▶ _Task list_
A) In the 2005 Japan events list, reproduce the passage starting at "Events in the" and ending at "Shinzo Abe (L–Yamaguchi)", changing "Prime Minister" to "Premier".
B) In the 2005 Japan events list, condense the section beginning "Incumbents" into a short prose paragraph that keeps its main facts.

▶ _Text_
-- Opening Marker --
Events in the year 2005 in Japan.

Incumbents
 Emperor: Akihito
 Prime Minister: Junichiro Koizumi (L–Kanagawa)
 Chief Cabinet Secretary: Hiroyuki Hosoda (L–Shimane) to October 31, Shinzo Abe (L–Yamaguchi)
 Chief Justice of the Supreme Court: Akira Machida
 President of the House of Representatives: Yōhei Kōno (L–Kanagawa) to August 8 and again from September 21
 President of the House of Councillors: Chikage Ōgi (L–proportional)
 Diet sessions: 162nd (regular, January 21 to August 8), 163rd (special, September 26 to November 1) – 162nd and 163rd Diet are also often referred to as yūsei kokkai, "postal Diet"

Governors
Aichi Prefecture: Masaaki Kanda 
Akita Prefecture: Sukeshiro Terata 
Aomori Prefecture: Shingo Mimura
Chiba Prefecture: Akiko Dōmoto 
Ehime Prefecture: Moriyuki Kato 
Fukui Prefecture: Issei Nishikawa 
Fukuoka Prefecture: Wataru Asō 
Fukushima Prefecture: Eisaku Satō
Gifu Prefecture: Taku Kajiwara (until 5 February); Hajime Furuta (starting 6 February)
Gunma Prefecture: Hiroyuki Kodera 
Hiroshima Prefecture: Yūzan Fujita 
Hokkaido: Harumi Takahashi
Hyogo Prefecture: Toshizō Ido
Ibaraki Prefecture: Masaru Hashimoto 
Ishikawa Prefecture: Masanori Tanimoto
Iwate Prefecture: Hiroya Masuda 
Kagawa Prefecture: Takeki Manabe 
Kagoshima Prefecture: Satoshi Mitazono 
Kanagawa Prefecture: Shigefumi Matsuzawa 
Kochi Prefecture: Daijiro Hashimoto 
Kumamoto Prefecture: Yoshiko Shiotani 
Kyoto Prefecture: Keiji Yamada 
Mie Prefecture: Akihiko Noro 
Miyagi Prefecture: Shirō Asano (until 21 November); Yoshihiro Murai (starting 21 November)
-- Closing Marker --
▶ _Excerpted data_
-- Opening Marker --
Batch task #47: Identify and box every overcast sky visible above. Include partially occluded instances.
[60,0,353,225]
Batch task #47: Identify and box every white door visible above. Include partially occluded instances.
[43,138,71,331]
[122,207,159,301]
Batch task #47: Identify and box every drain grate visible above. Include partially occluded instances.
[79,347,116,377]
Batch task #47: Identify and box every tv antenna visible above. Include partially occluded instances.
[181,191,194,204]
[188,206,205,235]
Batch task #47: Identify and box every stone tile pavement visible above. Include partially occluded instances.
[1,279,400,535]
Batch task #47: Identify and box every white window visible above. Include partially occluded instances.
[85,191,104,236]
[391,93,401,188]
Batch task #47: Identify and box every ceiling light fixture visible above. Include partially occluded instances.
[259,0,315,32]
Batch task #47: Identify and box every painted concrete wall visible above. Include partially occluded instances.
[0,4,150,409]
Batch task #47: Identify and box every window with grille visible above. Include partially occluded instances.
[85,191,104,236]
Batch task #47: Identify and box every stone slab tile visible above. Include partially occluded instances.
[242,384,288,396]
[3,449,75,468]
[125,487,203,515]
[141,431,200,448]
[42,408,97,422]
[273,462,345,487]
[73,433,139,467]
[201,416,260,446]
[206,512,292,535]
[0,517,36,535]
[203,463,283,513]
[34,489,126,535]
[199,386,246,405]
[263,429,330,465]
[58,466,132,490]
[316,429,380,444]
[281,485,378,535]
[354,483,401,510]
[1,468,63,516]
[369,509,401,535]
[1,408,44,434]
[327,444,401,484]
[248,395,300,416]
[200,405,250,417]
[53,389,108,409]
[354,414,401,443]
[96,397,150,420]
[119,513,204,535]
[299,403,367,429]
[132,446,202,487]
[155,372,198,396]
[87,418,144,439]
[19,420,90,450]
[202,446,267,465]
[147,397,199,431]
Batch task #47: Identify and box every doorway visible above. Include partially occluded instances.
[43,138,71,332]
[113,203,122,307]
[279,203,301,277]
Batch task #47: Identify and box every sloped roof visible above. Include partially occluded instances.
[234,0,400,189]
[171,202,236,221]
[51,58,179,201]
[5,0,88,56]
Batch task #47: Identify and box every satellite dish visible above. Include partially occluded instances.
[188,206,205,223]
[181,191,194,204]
-- Closing Marker --
▶ _Answers for each item_
A)
Events in the year 2005 in Japan.

Incumbents
 Emperor: Akihito
 Premier: Junichiro Koizumi (L–Kanagawa)
 Chief Cabinet Secretary: Hiroyuki Hosoda (L–Shimane) to October 31, Shinzo Abe (L–Yamaguchi)

B) Akihito was Emperor and Junichiro Koizumi (L–Kanagawa) was Prime Minister. Hiroyuki Hosoda (L–Shimane) served as Chief Cabinet Secretary until October 31, followed by Shinzo Abe (L–Yamaguchi). Akira Machida was Chief Justice of the Supreme Court. Yōhei Kōno (L–Kanagawa) presided over the House of Representatives until August 8 and again from September 21. Chikage Ōgi (L–proportional) presided over the House of Councillors. The 162nd Diet (regular, January 21 to August 8) and the 163rd Diet (special, September 26 to November 1) are often called yūsei kokkai, the "postal Diet."